### Work instructions
Locate the line containing "Task | locate the parking", then please write out that line and all the lines below it in the entries exactly.

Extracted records
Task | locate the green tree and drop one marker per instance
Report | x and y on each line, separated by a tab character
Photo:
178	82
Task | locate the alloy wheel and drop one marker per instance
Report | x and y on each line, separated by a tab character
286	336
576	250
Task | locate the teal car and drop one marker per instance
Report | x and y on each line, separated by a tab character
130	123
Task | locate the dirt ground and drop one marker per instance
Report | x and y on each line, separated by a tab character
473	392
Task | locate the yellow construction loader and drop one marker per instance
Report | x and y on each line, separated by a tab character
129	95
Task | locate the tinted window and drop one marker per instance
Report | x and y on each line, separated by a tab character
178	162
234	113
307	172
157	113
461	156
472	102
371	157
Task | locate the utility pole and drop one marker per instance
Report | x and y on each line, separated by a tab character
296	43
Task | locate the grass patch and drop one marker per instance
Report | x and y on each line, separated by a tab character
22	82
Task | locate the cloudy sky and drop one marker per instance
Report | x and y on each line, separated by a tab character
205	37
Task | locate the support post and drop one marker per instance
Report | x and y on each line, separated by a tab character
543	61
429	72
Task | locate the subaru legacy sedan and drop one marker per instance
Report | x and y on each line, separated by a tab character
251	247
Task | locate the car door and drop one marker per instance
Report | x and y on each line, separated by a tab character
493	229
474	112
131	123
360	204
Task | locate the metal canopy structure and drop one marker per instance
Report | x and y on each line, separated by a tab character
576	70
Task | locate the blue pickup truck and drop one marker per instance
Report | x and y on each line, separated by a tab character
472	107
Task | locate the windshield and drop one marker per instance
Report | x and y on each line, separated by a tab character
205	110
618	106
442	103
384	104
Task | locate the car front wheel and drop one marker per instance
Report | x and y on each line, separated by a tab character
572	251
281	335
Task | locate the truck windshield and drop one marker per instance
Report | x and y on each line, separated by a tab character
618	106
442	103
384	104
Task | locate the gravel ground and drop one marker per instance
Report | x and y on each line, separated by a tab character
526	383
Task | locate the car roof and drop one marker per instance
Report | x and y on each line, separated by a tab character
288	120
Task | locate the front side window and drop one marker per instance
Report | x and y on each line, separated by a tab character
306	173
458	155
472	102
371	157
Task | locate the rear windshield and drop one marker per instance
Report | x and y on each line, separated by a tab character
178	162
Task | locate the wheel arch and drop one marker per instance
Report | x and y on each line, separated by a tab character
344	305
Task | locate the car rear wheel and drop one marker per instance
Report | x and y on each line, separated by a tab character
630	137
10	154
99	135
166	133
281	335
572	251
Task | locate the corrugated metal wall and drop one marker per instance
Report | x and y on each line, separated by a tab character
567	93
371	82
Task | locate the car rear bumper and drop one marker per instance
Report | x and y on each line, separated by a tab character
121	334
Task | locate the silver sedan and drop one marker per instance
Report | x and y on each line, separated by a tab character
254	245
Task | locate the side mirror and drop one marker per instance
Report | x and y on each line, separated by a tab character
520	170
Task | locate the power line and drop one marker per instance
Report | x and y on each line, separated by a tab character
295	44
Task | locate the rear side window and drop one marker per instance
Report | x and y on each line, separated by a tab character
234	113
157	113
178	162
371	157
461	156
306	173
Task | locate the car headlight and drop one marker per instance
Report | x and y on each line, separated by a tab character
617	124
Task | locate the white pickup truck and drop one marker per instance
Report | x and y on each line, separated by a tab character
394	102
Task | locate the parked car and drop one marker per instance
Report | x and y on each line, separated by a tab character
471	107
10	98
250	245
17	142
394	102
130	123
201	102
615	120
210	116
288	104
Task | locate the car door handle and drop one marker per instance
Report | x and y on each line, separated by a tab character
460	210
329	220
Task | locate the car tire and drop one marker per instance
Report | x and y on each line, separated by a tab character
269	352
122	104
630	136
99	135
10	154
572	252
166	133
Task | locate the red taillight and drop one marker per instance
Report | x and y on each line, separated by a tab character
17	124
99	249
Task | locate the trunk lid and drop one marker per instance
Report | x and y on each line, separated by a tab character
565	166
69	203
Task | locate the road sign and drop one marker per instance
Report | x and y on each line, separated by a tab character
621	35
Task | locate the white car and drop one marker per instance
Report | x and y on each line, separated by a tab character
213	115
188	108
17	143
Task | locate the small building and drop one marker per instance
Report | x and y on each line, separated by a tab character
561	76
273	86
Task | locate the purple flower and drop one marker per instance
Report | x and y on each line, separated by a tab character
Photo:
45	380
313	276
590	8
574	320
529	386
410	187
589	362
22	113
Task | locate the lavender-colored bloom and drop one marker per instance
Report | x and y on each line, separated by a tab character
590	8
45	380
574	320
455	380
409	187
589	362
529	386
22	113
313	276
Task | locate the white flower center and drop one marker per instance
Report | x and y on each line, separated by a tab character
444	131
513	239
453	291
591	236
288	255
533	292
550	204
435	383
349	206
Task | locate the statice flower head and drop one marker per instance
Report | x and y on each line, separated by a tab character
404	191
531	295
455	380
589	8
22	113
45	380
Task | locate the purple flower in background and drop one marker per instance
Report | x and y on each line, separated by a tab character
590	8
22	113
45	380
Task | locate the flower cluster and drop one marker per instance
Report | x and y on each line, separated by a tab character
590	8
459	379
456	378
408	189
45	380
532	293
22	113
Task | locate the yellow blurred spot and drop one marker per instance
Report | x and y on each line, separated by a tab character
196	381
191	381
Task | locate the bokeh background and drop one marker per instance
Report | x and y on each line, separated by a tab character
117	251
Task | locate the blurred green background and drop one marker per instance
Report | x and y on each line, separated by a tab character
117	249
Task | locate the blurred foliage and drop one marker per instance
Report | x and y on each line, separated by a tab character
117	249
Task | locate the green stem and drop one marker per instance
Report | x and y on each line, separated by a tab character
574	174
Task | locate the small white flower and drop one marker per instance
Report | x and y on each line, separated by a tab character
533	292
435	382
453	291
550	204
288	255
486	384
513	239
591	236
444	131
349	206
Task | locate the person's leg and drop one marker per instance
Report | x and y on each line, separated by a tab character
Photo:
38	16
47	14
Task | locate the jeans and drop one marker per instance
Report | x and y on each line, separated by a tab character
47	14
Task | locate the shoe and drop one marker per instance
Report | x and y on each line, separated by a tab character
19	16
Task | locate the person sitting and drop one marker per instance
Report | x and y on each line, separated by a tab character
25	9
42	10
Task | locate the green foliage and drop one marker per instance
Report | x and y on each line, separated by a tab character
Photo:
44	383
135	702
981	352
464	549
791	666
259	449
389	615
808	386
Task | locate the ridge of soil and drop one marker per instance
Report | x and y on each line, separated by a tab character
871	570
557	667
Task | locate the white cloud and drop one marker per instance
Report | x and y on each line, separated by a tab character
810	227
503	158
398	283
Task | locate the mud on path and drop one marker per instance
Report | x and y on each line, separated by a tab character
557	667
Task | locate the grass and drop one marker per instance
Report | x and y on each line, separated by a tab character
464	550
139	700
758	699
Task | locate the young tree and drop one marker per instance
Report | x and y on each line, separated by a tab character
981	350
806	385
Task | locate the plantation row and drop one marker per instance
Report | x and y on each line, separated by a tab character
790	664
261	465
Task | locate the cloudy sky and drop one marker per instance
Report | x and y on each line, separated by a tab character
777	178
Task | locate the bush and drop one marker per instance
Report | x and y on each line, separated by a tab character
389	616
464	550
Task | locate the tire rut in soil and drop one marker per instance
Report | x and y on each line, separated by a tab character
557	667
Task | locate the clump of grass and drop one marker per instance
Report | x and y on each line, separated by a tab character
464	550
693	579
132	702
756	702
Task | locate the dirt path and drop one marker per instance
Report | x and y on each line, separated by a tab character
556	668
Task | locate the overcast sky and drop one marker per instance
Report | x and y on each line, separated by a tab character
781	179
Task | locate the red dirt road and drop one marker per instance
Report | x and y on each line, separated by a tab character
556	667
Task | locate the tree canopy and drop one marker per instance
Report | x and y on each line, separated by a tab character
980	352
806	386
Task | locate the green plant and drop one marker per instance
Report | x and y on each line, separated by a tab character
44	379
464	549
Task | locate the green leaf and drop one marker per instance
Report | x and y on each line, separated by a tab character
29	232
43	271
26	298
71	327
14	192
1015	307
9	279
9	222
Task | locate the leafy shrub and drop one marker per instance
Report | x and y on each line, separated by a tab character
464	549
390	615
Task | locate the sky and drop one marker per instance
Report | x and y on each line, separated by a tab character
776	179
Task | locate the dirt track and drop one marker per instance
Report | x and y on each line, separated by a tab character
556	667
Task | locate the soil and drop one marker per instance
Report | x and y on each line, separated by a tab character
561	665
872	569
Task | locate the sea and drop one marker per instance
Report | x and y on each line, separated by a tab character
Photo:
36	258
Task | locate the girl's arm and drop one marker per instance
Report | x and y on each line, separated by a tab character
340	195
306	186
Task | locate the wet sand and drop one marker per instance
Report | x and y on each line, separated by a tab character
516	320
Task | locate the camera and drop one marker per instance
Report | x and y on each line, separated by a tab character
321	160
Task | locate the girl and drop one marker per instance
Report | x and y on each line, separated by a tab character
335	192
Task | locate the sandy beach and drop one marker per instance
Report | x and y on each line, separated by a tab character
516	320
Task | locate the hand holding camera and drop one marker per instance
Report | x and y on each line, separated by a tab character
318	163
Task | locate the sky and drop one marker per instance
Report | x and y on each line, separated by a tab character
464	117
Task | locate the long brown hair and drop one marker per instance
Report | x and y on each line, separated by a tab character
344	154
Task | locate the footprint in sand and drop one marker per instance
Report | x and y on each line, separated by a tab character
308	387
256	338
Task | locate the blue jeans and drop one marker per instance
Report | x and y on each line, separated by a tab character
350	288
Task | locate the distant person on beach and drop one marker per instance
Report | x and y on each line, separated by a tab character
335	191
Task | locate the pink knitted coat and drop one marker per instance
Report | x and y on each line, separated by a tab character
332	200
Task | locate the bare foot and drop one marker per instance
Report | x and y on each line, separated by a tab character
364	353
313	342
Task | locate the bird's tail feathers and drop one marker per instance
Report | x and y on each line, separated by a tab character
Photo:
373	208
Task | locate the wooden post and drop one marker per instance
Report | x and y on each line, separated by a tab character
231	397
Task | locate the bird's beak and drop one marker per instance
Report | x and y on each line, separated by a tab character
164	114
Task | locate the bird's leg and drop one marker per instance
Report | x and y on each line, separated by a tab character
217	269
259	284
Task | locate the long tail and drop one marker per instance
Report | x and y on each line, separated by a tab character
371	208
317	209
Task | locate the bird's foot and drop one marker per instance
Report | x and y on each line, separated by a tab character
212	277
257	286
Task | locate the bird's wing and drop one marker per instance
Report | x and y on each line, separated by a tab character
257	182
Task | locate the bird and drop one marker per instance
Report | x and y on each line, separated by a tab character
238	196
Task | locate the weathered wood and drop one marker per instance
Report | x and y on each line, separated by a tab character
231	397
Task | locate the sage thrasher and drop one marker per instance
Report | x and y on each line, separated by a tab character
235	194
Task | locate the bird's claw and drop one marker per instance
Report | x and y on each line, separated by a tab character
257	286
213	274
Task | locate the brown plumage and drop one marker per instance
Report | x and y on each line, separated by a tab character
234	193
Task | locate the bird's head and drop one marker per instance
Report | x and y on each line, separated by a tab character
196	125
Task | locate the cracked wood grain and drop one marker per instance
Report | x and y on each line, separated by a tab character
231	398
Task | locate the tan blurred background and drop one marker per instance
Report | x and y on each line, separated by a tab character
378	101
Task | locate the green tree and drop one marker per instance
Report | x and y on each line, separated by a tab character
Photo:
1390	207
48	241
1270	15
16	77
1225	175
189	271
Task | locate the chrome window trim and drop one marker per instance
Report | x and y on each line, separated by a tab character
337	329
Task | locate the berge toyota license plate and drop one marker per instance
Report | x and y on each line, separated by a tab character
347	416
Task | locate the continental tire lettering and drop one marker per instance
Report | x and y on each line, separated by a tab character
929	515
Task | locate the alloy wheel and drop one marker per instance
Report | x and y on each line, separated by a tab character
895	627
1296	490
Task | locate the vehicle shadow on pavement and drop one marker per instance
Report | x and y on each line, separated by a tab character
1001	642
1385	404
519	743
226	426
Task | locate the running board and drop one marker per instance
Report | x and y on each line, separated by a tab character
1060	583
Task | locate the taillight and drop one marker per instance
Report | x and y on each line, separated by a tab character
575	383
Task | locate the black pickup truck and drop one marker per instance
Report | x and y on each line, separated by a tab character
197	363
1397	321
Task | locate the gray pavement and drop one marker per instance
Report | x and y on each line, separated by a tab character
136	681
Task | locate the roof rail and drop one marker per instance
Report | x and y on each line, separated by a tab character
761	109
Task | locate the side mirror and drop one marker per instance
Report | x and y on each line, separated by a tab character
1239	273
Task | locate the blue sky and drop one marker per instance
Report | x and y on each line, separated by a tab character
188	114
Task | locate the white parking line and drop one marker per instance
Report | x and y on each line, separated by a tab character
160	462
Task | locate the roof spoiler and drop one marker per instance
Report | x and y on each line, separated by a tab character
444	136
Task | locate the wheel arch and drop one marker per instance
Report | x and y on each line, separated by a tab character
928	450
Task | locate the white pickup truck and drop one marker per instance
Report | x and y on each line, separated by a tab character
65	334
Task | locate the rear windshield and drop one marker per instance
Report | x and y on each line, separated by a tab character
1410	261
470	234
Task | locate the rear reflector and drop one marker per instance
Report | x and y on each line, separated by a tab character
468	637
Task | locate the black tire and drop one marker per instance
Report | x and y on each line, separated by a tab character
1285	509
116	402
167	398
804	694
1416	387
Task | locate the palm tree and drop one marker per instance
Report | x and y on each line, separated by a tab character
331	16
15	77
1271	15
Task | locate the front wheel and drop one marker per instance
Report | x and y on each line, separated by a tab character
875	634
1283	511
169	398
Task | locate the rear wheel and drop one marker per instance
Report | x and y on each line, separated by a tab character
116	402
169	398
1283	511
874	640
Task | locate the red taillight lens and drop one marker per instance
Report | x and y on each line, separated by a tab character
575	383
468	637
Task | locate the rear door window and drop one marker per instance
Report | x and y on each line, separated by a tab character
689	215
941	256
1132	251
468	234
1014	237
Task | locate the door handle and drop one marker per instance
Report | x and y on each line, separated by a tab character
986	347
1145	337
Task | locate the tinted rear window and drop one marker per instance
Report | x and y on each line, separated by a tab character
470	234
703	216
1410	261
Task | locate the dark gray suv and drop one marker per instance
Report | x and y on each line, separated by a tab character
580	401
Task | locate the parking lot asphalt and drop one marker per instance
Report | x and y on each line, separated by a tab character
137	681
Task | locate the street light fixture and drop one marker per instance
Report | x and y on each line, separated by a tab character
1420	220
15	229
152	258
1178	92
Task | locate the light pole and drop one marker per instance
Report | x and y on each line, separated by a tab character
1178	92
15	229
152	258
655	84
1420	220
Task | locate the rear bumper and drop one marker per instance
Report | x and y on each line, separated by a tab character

### Answer
Task | locate the parking lot asphalt and drop one marker per instance
Report | x and y on each line, separated by a tab character
137	681
Task | locate the street light fixture and drop one marker per instance
Report | x and y on each line, separated by a tab character
1420	220
15	229
152	258
1178	92
Task | locate the light pole and drop one marker per instance
Report | x and y on each line, separated by a tab character
1178	92
15	229
152	258
655	84
1420	220
Task | locate the rear bumper and drop one marker per instance
Report | x and y on each line, separated by a tab character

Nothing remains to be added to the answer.